Rows from a box labeling dataset:
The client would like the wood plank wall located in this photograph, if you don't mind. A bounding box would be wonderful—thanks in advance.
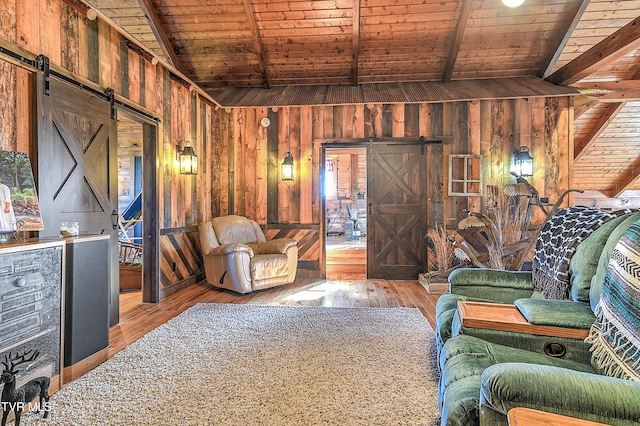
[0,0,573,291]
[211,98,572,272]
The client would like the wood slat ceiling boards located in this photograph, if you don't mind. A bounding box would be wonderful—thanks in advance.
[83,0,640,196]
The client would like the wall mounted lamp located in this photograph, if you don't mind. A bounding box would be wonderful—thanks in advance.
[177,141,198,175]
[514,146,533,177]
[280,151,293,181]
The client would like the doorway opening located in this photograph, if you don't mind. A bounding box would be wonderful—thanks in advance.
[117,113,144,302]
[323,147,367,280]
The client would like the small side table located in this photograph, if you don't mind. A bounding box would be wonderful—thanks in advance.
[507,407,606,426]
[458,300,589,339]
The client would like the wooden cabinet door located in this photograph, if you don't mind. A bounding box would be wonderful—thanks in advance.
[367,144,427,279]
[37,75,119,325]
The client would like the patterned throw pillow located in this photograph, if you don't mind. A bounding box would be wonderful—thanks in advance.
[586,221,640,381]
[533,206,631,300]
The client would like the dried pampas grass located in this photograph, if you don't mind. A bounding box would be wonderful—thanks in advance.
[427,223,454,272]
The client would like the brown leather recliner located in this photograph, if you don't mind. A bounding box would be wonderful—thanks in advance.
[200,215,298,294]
---
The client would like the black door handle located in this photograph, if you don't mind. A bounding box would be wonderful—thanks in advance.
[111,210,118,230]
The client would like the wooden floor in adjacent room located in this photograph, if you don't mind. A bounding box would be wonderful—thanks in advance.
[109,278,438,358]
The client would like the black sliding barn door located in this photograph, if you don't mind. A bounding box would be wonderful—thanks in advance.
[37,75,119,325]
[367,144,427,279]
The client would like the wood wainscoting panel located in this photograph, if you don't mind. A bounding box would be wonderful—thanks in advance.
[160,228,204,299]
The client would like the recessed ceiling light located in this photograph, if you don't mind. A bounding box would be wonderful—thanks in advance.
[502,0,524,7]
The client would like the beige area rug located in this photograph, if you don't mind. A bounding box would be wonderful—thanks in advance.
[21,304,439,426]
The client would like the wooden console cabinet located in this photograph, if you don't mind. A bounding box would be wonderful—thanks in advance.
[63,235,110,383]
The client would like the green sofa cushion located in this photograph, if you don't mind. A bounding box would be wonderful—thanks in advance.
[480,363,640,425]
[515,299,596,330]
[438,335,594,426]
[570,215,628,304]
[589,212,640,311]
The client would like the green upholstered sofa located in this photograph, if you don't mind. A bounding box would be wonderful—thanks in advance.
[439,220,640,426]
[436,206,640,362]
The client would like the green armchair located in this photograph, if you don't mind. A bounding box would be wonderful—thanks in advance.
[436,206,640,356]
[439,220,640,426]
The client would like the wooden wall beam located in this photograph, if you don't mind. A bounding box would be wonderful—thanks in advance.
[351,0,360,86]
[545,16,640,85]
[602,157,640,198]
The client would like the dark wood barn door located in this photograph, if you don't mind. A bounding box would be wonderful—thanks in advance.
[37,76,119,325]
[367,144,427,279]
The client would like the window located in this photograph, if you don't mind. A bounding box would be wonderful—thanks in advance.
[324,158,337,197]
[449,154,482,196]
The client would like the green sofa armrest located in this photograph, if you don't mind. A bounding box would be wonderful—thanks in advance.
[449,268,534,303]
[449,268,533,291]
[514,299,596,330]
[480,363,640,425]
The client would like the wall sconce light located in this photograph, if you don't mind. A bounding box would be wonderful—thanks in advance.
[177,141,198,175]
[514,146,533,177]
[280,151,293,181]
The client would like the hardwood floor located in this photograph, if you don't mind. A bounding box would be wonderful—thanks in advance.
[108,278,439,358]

» **Work instructions**: Please arrange everything from the line containing "The client would like the wooden console" down to the line containing "[63,235,110,383]" as a Markdown table with the columns Row and Line. Number each line in the Row column and leave out blank lines.

» **The completed task**:
| Row | Line |
|---|---|
| 1 | The client would like the wooden console cabinet located in this photograph, if you don't mind. A bounding box would be wonderful—thanks in advance. |
| 2 | [63,235,110,383] |